━━━ DOCUMENT SEGMENT
Progress! Plans for a new horsemeat pet food factory in South Korea have been nixed! Keep reading to see how PETA and local activists pushed for this victory.
PETA’s investigation into horse slaughter in South Korea revealed that horses who were retired from being forced to race (most with American parents or who were U.S.-born) and other horses were abused and killed at a massive slaughterhouse in Jeju. PETA documented that workers and drivers repeatedly beat panicked horses in the face while they unloaded them and killed other horses in front of them. Several workers and the slaughterhouse itself were convicted and fined, and the shocking video made waves around the world—to South Korea’s shame.
One of the horses killed, Cape Magic, had arrived with a large bandage on his leg, and PETA learned that he’d come straight from a track where he’d been forced to race less than three days before. This precipitated a health scandal when it was discovered that during this time he’d been administered phenylbutazone—a drug prohibited in animals for human consumption.
After an outcry—which caused the demand for horsemeat to plummet further—Jeju officials announced a new horsemeat certification program for restaurants that promised not to use meat from horses forced to race.
However, the racing industry continued to cast off injured and unsuccessful horses—about 1,600 each year. So Jeju proposed a new plan to profit from this pipeline—a new factory to kill horses for pet food. But the public doesn’t want dangerous drugs in the food of companion animals. Local animal rights groups and civic groups spoke out against the proposal and agitated for a humane retirement system for horses.
━━━━━━
━━━ LISTED ENTRIES
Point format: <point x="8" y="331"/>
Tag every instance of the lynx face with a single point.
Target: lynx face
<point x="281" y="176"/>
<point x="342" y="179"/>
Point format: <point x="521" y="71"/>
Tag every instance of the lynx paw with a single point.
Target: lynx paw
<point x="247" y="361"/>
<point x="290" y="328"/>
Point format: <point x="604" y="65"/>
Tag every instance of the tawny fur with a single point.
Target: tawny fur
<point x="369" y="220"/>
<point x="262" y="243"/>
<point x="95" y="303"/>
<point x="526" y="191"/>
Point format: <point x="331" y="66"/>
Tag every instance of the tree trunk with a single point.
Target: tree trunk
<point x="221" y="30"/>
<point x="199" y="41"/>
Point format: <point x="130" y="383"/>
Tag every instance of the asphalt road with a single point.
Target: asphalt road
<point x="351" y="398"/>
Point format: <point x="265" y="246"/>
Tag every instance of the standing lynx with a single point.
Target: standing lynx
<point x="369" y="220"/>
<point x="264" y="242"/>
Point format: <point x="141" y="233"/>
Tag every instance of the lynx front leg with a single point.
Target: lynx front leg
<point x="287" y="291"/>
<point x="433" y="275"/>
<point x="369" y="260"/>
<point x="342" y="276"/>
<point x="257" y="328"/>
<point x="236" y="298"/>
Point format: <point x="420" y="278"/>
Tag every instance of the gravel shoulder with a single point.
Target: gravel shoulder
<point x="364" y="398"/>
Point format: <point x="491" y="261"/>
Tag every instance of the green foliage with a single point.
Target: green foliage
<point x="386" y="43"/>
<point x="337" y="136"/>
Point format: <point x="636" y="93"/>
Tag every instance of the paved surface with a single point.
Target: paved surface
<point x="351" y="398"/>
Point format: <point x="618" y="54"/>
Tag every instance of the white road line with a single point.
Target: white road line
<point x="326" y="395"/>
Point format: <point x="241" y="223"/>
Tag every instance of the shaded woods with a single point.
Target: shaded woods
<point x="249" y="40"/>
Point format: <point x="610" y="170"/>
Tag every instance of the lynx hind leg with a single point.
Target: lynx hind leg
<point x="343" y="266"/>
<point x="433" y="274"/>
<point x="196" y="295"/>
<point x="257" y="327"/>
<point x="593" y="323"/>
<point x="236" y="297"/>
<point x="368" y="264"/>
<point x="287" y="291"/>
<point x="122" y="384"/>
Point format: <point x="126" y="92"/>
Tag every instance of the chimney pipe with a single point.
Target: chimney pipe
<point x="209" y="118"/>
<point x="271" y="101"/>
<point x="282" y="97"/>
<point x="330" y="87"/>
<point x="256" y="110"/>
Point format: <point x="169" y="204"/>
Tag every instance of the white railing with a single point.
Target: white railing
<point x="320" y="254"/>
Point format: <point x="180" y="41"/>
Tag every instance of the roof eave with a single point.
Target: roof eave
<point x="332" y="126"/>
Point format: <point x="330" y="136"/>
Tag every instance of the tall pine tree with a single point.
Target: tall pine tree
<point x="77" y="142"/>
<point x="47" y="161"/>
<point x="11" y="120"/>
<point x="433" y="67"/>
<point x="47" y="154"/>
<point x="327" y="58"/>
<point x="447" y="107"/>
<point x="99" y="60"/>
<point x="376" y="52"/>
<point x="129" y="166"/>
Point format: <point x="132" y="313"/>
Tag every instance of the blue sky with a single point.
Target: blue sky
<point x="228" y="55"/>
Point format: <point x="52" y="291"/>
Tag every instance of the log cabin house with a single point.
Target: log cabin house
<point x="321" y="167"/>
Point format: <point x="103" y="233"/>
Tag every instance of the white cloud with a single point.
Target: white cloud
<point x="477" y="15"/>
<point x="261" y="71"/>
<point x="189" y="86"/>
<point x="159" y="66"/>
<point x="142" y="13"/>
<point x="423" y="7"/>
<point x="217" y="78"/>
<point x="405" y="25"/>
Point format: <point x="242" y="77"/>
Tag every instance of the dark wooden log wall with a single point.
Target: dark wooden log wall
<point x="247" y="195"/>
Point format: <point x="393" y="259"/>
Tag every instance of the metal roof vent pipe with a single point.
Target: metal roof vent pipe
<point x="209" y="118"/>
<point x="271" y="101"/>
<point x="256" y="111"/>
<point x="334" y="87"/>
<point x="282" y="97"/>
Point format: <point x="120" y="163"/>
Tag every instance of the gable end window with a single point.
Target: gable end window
━━━━━━
> TASK LIST
A) Please retype from the horse slaughter article above the part that opens with the words containing "After an outcry—which" and closes with "forced to race.".
B) According to the horse slaughter article, about how many injured and unsuccessful horses does the racing industry cast off each year?
C) List every place name that appears in the horse slaughter article, including any that forms part of a hyphenated word.

> TASK ANSWERS
A)
After an outcry—which caused the demand for horsemeat to plummet further—Jeju officials announced a new horsemeat certification program for restaurants that promised not to use meat from horses forced to race.

B) About 1,600.

C) South Korea, Jeju, U.S.